| What you have to do |
Please name the former highway that the Sarcoxie business loop is part of, according to the text on Interstate 44 business routes.

Nine business routes of Interstate 44 (I-44) exist, all of them within the state of Missouri.

Joplin business loop

Interstate 44 Business (I-44 Bus.) in Joplin runs north from I-44 along Main Street until it reaches Route 66 (7th Street), where it turns east. It then runs through Duquesne and Duenweg. I-44 Bus. has a diamond interchange with Route 249 between Duquesne and Duenweg.

Sarcoxie business loop

Interstate 44 Business (I-44 Bus.) through Sarcoxie begins running south from I-44 concurrent with Route 37. It then splits off at Blackberry Street, which becomes High Street upon entering Sarcoxie. After leaving the town, I-44 Bus. angles northeast and ends at I-44. This road is part of former U.S. Route 166 (US 166), which preceded I-44 through the area.

Mount Vernon business loop

Interstate 44 Business (I-44 Bus.) in Mount Vernon runs along Mount Vernon Road. The east half of the highway is concurrent with Route 39. I-44 Bus. runs largely along the former route of US 166.

| Dataset entries |

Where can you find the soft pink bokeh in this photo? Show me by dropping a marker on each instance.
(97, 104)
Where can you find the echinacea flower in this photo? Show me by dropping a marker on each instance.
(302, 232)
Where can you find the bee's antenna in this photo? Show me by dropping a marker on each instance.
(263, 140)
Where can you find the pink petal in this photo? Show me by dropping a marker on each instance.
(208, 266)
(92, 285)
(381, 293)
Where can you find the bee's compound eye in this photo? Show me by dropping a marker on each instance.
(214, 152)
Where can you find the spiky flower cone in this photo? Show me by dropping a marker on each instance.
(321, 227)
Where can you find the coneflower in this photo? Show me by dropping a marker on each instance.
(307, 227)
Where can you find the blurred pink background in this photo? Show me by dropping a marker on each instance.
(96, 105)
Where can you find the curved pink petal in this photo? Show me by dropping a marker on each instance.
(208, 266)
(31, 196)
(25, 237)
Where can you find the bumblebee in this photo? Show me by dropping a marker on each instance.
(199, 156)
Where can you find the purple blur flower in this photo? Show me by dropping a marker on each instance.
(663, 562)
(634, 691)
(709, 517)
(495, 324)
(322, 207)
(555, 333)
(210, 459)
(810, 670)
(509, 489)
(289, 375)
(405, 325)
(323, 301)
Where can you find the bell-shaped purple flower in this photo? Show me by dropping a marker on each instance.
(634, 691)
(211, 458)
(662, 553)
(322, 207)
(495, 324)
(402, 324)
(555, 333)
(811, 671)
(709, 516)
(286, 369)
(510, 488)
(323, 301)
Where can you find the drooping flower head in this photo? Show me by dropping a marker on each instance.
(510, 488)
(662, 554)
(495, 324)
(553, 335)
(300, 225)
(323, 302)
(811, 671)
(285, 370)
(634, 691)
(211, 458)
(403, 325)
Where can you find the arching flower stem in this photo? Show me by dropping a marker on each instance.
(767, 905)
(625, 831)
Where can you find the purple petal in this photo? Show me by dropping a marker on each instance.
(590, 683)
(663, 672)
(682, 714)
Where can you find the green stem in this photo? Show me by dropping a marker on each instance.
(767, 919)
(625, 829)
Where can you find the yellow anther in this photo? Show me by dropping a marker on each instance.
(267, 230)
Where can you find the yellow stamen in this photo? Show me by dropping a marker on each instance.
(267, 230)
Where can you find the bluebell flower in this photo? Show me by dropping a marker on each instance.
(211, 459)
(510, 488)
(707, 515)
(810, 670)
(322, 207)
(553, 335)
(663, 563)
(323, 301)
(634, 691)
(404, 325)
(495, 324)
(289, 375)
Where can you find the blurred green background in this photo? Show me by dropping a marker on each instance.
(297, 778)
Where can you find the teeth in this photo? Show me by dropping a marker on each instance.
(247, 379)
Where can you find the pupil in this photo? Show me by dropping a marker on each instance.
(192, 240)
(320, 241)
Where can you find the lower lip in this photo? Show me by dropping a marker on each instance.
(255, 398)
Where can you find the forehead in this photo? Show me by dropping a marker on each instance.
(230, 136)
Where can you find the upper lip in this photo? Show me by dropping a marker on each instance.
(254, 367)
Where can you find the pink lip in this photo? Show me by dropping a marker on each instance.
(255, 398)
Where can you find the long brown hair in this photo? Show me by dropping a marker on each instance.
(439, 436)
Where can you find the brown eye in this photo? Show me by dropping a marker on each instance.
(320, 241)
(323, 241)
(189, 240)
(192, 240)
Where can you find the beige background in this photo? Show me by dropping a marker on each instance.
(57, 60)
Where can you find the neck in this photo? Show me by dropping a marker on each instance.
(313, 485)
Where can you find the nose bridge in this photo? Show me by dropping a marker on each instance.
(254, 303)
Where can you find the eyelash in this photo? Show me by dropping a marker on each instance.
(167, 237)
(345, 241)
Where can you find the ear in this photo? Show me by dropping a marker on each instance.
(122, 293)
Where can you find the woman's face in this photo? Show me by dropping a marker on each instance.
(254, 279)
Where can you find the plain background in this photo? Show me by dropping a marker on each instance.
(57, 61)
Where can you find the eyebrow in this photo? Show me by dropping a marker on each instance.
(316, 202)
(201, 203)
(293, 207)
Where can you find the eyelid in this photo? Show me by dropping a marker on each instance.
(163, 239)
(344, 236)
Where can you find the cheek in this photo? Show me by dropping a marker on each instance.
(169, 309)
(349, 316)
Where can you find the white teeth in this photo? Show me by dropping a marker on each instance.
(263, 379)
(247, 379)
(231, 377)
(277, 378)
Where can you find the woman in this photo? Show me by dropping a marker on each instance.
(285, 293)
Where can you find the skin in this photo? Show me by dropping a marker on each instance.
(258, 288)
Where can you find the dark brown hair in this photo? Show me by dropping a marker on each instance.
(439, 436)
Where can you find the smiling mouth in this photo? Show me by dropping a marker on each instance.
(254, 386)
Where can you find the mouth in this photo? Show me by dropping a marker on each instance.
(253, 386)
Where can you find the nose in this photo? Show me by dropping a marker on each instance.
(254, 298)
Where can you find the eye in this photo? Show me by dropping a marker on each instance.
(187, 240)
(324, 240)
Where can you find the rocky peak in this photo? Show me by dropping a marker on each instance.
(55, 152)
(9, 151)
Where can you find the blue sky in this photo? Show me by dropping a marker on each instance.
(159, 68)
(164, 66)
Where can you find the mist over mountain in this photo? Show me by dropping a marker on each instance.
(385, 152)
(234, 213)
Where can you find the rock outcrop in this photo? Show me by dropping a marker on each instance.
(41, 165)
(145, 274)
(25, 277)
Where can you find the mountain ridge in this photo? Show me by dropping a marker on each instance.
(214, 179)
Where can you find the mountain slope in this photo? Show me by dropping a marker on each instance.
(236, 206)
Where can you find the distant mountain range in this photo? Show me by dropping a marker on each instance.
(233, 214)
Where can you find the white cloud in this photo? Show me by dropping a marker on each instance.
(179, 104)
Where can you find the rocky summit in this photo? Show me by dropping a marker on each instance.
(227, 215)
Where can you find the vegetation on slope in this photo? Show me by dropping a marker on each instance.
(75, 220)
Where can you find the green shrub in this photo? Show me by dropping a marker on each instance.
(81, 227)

| Task response |
Former U.S. Route 166 (US 166), which preceded I-44 through the area.